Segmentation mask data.
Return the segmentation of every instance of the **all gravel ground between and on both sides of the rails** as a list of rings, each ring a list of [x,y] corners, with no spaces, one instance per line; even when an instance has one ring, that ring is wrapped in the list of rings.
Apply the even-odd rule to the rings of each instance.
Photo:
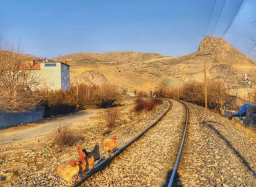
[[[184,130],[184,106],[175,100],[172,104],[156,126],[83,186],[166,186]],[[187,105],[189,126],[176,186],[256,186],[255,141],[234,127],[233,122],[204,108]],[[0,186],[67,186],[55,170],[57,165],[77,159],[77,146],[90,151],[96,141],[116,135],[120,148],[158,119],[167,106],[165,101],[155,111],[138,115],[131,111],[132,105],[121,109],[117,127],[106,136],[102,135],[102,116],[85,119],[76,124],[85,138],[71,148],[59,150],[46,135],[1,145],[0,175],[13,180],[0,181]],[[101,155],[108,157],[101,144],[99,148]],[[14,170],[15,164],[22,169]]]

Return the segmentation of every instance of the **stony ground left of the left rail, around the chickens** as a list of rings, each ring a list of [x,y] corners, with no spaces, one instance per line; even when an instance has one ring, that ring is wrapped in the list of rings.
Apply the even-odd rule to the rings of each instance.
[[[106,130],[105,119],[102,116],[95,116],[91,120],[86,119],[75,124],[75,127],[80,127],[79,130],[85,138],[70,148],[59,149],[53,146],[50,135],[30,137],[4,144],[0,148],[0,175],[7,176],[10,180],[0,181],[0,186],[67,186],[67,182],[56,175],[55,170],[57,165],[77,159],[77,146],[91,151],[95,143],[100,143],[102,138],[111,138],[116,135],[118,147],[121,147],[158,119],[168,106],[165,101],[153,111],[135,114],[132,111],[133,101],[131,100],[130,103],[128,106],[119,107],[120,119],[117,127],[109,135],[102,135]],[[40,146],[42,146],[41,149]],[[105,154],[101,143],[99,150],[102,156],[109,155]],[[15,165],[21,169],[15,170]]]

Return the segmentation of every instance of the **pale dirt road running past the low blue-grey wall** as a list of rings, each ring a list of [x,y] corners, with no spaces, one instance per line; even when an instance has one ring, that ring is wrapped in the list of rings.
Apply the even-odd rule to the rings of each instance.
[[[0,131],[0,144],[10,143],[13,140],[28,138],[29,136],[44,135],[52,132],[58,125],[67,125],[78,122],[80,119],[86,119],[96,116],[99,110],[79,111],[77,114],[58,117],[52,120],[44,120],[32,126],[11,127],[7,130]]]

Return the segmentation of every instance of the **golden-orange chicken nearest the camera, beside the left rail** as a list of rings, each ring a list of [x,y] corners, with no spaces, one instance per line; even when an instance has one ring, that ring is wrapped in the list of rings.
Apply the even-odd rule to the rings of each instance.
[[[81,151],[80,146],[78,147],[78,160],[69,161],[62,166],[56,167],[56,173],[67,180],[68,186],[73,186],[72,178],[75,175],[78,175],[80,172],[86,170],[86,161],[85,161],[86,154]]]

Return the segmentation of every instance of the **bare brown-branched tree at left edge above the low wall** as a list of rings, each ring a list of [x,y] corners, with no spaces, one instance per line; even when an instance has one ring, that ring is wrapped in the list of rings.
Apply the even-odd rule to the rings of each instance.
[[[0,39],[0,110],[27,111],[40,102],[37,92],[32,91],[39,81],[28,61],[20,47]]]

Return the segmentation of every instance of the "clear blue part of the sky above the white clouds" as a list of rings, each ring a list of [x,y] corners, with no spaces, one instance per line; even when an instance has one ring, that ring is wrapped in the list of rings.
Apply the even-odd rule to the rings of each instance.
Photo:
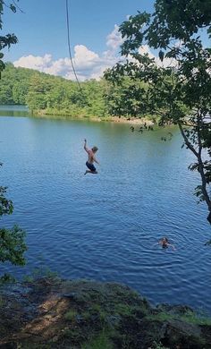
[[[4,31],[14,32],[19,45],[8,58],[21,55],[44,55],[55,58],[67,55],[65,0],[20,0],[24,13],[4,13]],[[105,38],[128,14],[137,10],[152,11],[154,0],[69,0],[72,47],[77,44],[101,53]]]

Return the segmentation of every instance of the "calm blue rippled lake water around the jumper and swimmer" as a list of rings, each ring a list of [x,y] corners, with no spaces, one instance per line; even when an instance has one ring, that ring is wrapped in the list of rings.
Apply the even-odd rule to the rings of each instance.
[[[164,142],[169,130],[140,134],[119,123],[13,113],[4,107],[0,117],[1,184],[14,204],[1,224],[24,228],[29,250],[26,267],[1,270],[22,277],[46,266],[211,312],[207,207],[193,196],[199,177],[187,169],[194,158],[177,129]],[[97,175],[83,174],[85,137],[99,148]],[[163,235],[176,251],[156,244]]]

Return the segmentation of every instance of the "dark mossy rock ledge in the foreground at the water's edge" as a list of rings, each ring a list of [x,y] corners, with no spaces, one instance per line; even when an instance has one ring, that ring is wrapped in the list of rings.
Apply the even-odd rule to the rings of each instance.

...

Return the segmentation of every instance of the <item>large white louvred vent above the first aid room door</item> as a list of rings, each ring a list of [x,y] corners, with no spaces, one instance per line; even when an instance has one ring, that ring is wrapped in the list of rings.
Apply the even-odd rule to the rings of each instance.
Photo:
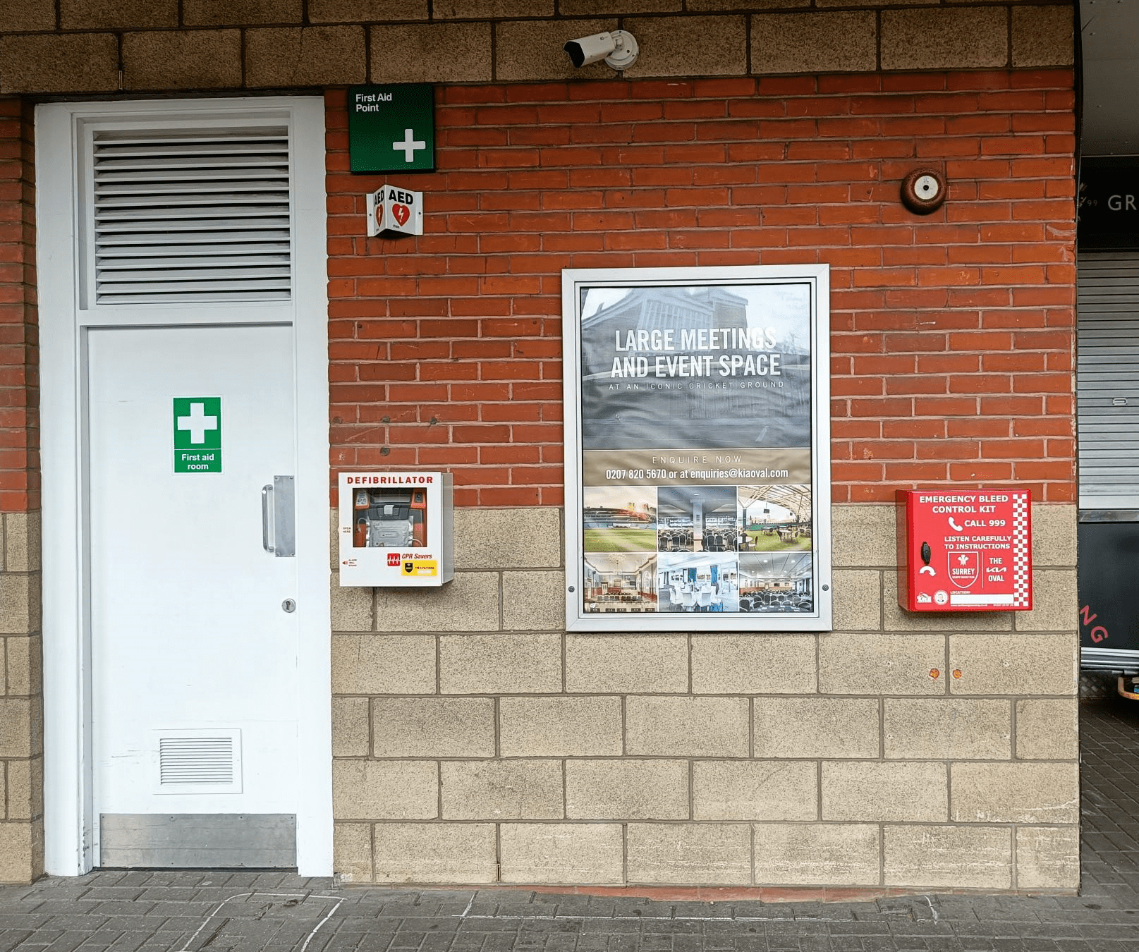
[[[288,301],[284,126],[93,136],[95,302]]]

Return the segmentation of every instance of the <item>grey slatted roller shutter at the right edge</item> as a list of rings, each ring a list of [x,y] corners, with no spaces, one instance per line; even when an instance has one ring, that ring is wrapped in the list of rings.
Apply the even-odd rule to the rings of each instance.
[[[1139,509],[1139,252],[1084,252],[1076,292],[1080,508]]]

AIM OF THE EXERCISE. Report every line of the records that contains the word "blue".

FINAL ANSWER.
Return the segmentation of every instance of the **pale dirt road running past the low blue-grey wall** as a list of rings, each ring a list of [x,y] corners, with no spaces, one instance per line; even when an instance has one ring, that ring is wrapped in the list of rings.
Return the segmentation of every instance of the "clear blue part of the sky above the white clouds" as a list of rings, each ring a list of [x,y] corners, with no spaces, one instance per line; even when an instance has one ring, that ring is wrapped in the list of rings.
Return the segmentation of every instance of the "calm blue rippled lake water around the jumper and swimmer" as a list of rings, each ring a list of [x,y] corners, with no spaces, one instance per line; even when an instance has one ring, that ring is wrapped in the list of rings.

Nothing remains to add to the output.